Problem: Transcribe every record verbatim.

Supplied data:
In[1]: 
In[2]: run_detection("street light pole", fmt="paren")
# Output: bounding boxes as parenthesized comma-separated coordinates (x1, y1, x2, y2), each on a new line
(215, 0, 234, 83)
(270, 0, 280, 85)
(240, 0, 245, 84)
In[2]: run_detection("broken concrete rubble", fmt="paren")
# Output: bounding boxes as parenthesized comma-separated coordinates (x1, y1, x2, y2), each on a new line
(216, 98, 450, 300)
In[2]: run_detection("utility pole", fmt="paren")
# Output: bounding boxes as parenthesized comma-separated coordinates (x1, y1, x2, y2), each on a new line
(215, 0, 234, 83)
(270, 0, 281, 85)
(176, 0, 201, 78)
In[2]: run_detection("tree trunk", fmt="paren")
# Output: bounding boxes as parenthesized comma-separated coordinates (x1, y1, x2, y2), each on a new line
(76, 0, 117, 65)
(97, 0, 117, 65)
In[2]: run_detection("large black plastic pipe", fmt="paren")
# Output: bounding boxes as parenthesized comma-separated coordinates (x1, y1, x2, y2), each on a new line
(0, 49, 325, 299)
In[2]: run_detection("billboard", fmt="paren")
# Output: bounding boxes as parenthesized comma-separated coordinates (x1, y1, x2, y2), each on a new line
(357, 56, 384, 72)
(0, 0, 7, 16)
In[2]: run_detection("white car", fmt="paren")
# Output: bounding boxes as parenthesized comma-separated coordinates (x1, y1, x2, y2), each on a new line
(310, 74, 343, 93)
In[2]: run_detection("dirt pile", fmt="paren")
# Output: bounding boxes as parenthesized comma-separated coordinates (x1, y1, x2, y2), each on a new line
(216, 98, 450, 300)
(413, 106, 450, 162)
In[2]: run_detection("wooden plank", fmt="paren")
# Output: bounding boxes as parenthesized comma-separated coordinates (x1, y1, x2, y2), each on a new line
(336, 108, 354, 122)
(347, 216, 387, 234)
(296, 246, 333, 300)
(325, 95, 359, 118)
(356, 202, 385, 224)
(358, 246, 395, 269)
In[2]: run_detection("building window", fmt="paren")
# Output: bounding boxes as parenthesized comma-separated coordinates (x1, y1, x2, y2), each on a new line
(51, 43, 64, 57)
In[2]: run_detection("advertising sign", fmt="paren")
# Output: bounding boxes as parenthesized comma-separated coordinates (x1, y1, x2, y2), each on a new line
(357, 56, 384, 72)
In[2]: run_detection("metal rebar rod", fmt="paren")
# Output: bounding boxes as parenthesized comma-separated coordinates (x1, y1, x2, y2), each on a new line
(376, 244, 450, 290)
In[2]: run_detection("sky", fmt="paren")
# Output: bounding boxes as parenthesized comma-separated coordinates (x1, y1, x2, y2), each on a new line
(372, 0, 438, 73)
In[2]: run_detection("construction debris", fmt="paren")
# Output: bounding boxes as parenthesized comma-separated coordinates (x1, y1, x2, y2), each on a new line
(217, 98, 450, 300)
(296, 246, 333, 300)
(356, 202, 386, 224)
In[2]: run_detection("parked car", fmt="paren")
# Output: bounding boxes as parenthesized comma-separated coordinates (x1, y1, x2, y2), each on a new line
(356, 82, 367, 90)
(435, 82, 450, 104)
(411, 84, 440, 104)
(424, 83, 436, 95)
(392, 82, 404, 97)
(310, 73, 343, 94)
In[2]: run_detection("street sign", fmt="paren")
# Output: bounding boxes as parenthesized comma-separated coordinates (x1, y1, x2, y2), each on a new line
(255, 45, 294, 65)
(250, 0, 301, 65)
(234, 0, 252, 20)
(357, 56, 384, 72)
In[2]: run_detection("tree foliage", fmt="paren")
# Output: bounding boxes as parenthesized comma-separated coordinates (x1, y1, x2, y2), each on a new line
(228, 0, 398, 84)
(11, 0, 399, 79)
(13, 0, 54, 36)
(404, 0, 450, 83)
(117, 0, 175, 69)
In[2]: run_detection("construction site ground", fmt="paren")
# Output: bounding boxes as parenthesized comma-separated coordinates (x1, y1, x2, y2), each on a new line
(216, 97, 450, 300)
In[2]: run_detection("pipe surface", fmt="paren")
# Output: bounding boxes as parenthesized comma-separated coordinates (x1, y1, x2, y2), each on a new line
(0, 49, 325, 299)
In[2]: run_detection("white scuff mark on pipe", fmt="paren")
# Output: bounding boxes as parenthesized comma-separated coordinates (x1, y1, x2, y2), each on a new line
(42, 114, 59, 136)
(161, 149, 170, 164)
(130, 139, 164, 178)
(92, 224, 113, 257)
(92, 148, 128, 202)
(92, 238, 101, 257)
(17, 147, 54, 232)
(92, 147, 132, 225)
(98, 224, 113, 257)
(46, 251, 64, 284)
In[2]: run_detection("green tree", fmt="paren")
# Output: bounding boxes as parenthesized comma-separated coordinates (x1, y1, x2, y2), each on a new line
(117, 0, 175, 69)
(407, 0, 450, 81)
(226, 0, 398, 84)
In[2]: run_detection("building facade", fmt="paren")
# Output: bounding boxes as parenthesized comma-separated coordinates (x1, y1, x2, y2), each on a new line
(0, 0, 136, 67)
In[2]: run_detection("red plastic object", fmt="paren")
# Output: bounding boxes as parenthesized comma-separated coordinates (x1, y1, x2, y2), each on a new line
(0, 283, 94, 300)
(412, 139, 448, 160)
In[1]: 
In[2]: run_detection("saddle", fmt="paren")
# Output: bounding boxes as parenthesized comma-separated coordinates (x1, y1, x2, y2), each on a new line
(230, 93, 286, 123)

Answer for the task:
In[1]: 
In[2]: run_detection("street light pole", fmt="paren")
# Output: bounding boxes as parenthesized comma-separated coordinates (x1, y1, x2, y2), each on a new line
(215, 0, 234, 83)
(270, 0, 280, 85)
(240, 0, 245, 84)
In[2]: run_detection("broken concrete rubble", fmt="paren")
# Output: bounding boxes as parenthesized comma-separated coordinates (x1, y1, x2, y2), each on a new line
(216, 98, 450, 300)
In[2]: run_detection("utility pole", fmt="paren")
# Output: bounding boxes as parenthesized comma-separated coordinates (x1, y1, x2, y2), each on a new line
(215, 0, 234, 83)
(270, 0, 281, 85)
(176, 0, 201, 78)
In[2]: run_detection("tree trunk", fmt="paren")
# Output: bounding boxes as parenthesized comma-separated coordinates (x1, y1, x2, y2), each on a new line
(76, 0, 117, 65)
(97, 0, 117, 65)
In[2]: run_detection("large black plastic pipe", fmt="paren")
# Output: bounding boxes as parenthesized comma-separated coordinates (x1, y1, x2, y2), each on a new line
(0, 49, 325, 299)
In[2]: run_detection("billboard", fmt="paren")
# Output: bounding boxes as parenthesized comma-separated coordinates (x1, y1, x2, y2), each on a new line
(357, 56, 384, 72)
(0, 0, 7, 16)
In[2]: run_detection("white car", fmt="paren")
# Output: bounding boxes as parenthesized comma-separated coordinates (x1, y1, x2, y2), each on a new line
(310, 74, 343, 93)
In[2]: run_detection("dirt pile", fmt="paren")
# Output: bounding boxes as parenthesized comma-separated coordinates (x1, y1, x2, y2), each on a new line
(216, 98, 450, 300)
(413, 106, 450, 162)
In[2]: run_detection("wooden plank", fmt="paren")
# Output: bounding boxes as parenthesized comma-separated coordinates (x1, y1, x2, y2), each on a new line
(336, 108, 354, 122)
(347, 216, 387, 234)
(296, 246, 333, 300)
(325, 95, 359, 118)
(356, 202, 385, 224)
(358, 246, 395, 269)
In[2]: run_detection("building window", fmt="paren")
# Output: bounding boxes as parenthesized comma-separated coordinates (x1, y1, x2, y2), each on a new line
(51, 43, 64, 57)
In[2]: run_detection("advertising sign", fmt="paren")
# Output: bounding boxes as parenthesized comma-separated coordinates (x1, y1, x2, y2), each on a new line
(357, 56, 384, 72)
In[2]: run_detection("metal rebar rod", fmt="paren")
# Output: bounding boxes as parenthesized comma-separated coordinates (x1, y1, x2, y2), each on a new line
(376, 244, 450, 290)
In[2]: run_detection("sky", fmt="paren")
# Output: bounding boxes as parenthesized comma-separated coordinates (x1, y1, x2, y2), each on a new line
(372, 0, 438, 73)
In[2]: run_detection("construction debris", fmt="paren")
# Output: bounding boxes as parenthesized comma-separated coordinates (x1, y1, x2, y2), each on a new line
(217, 98, 450, 300)
(296, 246, 333, 300)
(356, 202, 386, 224)
In[2]: run_detection("parked car", fmt="paren")
# Output: bounding boxes as parenthesized comma-separated coordinates (x1, y1, x2, y2), each on a new line
(356, 82, 367, 90)
(435, 82, 450, 104)
(411, 84, 440, 104)
(424, 83, 436, 95)
(392, 82, 404, 97)
(310, 73, 343, 94)
In[2]: run_detection("street sign", fmt="paren")
# Output: bounding boxes as parenthesized comma-separated coordinates (x1, y1, x2, y2), each on a new line
(255, 45, 294, 65)
(250, 0, 301, 65)
(234, 0, 252, 20)
(357, 56, 384, 72)
In[2]: run_detection("tree foliage", fmt="paren")
# Output: bounding boxes as parenthesized comma-separated coordinates (x1, y1, x2, y2), each on a new line
(228, 0, 398, 84)
(11, 0, 399, 79)
(13, 0, 54, 36)
(404, 0, 450, 83)
(117, 0, 175, 69)
In[2]: run_detection("construction site ground", fmt="paren")
# Output: bounding boxes as parenthesized comma-separated coordinates (x1, y1, x2, y2), each on a new line
(216, 97, 450, 300)
In[2]: run_detection("pipe surface", fmt="paren")
# Output: bounding boxes as parenthesized comma-separated coordinates (x1, y1, x2, y2), each on a new line
(0, 49, 325, 299)
In[2]: run_detection("white scuff mark on pipe", fmt="paren")
# Output: bounding boxes as parenthesized comma-separated coordinates (x1, y1, x2, y2), each on a new line
(42, 114, 59, 136)
(161, 149, 170, 164)
(130, 139, 164, 178)
(92, 224, 113, 257)
(92, 148, 128, 202)
(92, 238, 101, 257)
(17, 147, 54, 232)
(92, 147, 132, 225)
(98, 224, 113, 257)
(46, 251, 64, 284)
In[2]: run_detection("green tree", fmt="paren")
# Output: bounding boxes as parenthesized comma-separated coordinates (x1, y1, x2, y2), each on a new line
(117, 0, 175, 69)
(407, 0, 450, 81)
(226, 0, 398, 84)
In[2]: run_detection("building facade", fmt="paren")
# Output: bounding boxes as parenthesized comma-separated coordinates (x1, y1, x2, y2), each on a new line
(0, 0, 136, 67)
In[2]: run_detection("red plastic object", fmt="paren")
# Output: bounding boxes as parenthesized comma-separated coordinates (x1, y1, x2, y2), each on a new line
(0, 283, 94, 300)
(412, 139, 448, 160)
In[1]: 
In[2]: run_detection("saddle", fmt="paren")
# Output: bounding boxes as parenthesized comma-separated coordinates (x1, y1, x2, y2), each on a new line
(230, 93, 286, 123)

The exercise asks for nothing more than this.